■ **Aufgaben**
1. Schreiben Sie aus dem Text über die Orthodoxie die Stelle wortgetreu ab, die bei den Worten „Innerhalb des Christentums“ beginnt und nach „mystischer Tiefe aus.“ endet.
2. Fassen Sie im Text über die Orthodoxie den Absatz, der mit „Innerhalb des Christentums“ beginnt, als kurze Stichpunktliste zusammen und behalten Sie dabei seine wesentlichen Aussagen bei.

Orthodoxie- unbekanntes Christentum

Innerhalb des Christentums ist die Orthodoxie die älteste Kirche, welche unverfälscht das Erbe der ursprünglichen ungeteilten Kirche des ersten Jahrtausends in Glauben und Praxis, Form und Geist bewahrt und lebt. Sie zeichnet sich durch ihre reiche kultische Überlieferung, ihre aus dem Herzen kommende, profunde Spiritualität und ihre Theologie voll mystischer Tiefe aus.

Auszüge aus Pointing-Datensätzen

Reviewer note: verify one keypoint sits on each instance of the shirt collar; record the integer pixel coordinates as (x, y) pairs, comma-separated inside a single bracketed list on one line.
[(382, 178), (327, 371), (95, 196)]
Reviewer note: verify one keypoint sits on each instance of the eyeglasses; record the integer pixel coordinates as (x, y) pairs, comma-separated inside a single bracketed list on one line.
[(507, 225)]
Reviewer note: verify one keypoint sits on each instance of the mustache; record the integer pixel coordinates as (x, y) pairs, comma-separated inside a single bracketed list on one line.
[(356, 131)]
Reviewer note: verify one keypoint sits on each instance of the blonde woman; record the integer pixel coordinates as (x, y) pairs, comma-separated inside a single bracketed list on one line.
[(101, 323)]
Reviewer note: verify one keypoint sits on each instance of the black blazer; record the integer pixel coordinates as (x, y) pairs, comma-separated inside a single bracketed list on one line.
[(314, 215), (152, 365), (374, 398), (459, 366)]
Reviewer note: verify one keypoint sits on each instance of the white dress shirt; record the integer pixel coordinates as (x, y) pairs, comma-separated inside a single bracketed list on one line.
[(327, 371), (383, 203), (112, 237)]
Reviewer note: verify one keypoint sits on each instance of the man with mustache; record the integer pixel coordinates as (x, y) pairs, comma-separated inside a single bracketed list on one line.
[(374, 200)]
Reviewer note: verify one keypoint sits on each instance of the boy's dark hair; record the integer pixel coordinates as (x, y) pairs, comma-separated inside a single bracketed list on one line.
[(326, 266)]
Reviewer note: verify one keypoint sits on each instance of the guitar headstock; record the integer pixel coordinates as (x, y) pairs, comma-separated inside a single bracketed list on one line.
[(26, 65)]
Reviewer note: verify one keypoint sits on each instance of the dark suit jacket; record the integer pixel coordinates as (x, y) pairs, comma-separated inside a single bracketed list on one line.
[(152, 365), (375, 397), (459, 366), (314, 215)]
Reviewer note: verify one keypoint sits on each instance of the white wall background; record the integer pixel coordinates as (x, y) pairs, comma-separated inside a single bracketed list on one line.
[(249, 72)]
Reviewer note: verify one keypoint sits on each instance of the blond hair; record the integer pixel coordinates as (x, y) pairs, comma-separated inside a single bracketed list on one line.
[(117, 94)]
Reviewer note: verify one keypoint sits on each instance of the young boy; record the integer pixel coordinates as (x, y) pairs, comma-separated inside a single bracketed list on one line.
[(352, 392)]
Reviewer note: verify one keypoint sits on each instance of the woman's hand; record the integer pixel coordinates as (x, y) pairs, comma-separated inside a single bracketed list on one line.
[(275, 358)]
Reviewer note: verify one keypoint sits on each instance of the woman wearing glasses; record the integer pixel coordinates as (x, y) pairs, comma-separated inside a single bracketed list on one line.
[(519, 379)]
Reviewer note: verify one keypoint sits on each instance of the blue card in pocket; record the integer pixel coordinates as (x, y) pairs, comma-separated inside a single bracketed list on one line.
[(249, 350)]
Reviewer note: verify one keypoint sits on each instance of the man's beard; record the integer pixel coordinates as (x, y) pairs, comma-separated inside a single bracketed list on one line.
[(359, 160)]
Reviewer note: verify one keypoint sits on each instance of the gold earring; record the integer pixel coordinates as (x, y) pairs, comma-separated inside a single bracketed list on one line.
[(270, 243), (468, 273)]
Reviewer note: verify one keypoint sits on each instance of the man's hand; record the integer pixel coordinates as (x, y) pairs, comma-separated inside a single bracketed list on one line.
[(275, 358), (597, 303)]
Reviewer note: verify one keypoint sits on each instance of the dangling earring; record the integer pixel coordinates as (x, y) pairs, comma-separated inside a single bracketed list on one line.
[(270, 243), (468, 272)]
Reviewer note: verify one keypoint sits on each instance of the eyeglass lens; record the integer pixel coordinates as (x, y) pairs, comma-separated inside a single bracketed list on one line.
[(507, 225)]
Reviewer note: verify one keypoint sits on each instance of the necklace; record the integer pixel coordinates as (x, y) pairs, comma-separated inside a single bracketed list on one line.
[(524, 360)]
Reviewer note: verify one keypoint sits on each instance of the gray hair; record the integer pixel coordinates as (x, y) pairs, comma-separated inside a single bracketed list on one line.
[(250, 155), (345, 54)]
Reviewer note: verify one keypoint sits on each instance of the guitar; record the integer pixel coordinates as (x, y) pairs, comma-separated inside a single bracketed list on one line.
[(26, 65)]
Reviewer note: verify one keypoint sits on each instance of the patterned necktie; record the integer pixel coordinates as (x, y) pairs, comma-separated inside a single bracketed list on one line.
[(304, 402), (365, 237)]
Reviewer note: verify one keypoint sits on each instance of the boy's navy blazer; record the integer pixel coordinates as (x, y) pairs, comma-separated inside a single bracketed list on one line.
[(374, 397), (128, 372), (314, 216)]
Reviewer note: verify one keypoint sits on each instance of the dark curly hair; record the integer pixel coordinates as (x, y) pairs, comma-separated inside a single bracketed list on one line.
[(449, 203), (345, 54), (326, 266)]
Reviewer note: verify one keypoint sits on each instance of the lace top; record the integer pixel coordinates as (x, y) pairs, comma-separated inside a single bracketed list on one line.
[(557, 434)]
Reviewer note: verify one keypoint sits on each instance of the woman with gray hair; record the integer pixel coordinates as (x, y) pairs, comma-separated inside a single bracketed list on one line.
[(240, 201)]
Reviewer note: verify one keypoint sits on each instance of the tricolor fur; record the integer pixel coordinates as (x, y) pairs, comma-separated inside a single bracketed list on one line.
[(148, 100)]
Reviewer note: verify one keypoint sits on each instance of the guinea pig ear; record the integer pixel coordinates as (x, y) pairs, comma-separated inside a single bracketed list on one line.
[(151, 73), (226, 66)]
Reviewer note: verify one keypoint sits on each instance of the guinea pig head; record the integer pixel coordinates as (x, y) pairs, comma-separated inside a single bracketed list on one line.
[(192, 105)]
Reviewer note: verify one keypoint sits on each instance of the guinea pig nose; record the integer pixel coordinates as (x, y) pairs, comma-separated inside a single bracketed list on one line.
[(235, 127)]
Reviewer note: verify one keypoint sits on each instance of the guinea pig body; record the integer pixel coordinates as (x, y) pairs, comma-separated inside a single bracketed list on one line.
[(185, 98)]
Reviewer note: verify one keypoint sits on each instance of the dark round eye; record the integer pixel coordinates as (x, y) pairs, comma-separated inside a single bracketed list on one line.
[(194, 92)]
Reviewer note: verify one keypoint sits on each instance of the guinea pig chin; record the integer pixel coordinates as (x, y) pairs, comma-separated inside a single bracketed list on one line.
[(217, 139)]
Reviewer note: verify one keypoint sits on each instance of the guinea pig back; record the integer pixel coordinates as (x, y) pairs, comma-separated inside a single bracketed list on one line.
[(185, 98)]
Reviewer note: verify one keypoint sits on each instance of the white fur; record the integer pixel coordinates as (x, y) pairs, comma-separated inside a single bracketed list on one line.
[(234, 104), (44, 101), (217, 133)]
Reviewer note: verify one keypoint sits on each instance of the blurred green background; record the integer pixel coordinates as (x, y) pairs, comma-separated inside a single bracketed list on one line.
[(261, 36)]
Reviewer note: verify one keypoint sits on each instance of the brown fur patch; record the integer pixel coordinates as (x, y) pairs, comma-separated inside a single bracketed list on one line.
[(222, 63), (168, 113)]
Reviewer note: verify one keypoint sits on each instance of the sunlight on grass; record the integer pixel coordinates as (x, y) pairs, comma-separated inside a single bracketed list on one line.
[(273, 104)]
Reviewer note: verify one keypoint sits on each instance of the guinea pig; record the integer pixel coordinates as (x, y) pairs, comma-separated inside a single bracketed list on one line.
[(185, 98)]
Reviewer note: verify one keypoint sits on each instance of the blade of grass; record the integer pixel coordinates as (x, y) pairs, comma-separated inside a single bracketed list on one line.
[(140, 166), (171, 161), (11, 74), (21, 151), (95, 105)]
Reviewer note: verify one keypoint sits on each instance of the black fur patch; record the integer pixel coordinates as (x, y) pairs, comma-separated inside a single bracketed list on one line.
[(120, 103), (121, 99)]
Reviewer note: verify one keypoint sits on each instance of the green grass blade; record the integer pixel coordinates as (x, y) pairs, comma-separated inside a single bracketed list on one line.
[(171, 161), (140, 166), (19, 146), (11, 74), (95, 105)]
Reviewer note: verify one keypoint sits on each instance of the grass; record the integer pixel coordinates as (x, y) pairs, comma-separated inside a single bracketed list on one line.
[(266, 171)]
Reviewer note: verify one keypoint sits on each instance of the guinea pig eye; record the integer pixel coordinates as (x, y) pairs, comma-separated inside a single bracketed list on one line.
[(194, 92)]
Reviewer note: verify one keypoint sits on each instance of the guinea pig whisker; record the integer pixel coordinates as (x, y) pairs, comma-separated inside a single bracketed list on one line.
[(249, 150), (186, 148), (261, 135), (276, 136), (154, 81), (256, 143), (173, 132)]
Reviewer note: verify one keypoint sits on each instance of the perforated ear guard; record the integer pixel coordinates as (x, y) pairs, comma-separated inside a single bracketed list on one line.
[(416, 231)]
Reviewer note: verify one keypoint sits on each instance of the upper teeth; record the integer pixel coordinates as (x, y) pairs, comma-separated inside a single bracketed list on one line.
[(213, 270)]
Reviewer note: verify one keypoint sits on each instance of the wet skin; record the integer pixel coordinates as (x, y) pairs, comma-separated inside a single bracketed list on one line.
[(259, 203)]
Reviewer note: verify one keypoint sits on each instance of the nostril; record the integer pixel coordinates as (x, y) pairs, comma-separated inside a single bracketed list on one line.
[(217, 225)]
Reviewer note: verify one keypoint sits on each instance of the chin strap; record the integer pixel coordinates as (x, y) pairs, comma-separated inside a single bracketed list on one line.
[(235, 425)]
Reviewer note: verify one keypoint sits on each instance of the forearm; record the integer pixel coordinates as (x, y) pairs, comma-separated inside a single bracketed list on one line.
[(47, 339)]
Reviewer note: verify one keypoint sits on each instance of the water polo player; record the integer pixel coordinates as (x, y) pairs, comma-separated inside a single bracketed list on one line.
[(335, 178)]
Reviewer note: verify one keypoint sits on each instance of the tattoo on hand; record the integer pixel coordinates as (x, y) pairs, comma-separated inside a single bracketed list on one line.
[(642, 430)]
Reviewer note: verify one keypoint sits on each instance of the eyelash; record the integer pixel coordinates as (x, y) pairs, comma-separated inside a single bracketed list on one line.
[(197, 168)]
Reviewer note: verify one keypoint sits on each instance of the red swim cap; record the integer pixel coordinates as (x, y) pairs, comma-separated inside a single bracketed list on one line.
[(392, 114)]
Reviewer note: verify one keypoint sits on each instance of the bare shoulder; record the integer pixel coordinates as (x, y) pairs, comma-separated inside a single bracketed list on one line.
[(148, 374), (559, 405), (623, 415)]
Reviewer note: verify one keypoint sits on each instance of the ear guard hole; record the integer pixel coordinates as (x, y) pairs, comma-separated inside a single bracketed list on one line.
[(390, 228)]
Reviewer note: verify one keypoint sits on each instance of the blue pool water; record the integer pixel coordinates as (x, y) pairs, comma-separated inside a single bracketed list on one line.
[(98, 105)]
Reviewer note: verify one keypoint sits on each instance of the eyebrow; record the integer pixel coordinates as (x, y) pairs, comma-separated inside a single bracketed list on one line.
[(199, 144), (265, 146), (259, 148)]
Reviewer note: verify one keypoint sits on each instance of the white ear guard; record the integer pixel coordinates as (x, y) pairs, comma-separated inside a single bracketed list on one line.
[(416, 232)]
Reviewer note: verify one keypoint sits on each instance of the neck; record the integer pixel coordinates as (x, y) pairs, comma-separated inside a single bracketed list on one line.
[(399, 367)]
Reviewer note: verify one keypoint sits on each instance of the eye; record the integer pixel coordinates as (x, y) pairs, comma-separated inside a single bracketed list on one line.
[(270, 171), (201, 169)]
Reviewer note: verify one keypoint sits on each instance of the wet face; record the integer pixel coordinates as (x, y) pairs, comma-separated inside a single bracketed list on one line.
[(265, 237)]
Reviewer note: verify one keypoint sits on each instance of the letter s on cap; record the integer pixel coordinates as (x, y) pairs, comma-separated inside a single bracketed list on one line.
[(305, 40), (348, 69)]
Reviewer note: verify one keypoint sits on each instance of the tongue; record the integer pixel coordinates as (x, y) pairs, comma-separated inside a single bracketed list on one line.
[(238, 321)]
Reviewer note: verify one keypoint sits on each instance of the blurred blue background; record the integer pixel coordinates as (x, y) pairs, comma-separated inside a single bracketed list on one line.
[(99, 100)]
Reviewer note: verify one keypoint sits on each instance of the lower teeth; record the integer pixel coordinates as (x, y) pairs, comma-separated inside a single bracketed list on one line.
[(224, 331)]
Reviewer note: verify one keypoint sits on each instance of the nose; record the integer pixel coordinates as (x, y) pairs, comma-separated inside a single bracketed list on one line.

■ **Lösungen**
1.
Innerhalb des Christentums ist die Orthodoxie die älteste Kirche, welche unverfälscht das Erbe der ursprünglichen ungeteilten Kirche des ersten Jahrtausends in Glauben und Praxis, Form und Geist bewahrt und lebt. Sie zeichnet sich durch ihre reiche kultische Überlieferung, ihre aus dem Herzen kommende, profunde Spiritualität und ihre Theologie voll mystischer Tiefe aus.

2.
- Die Orthodoxie ist die älteste Kirche innerhalb des Christentums.
- Sie bewahrt und lebt unverfälscht das Erbe der ursprünglichen ungeteilten Kirche des ersten Jahrtausends in Glauben und Praxis, Form und Geist.
- Kennzeichen: reiche kultische Überlieferung, profunde, aus dem Herzen kommende Spiritualität und eine Theologie voll mystischer Tiefe.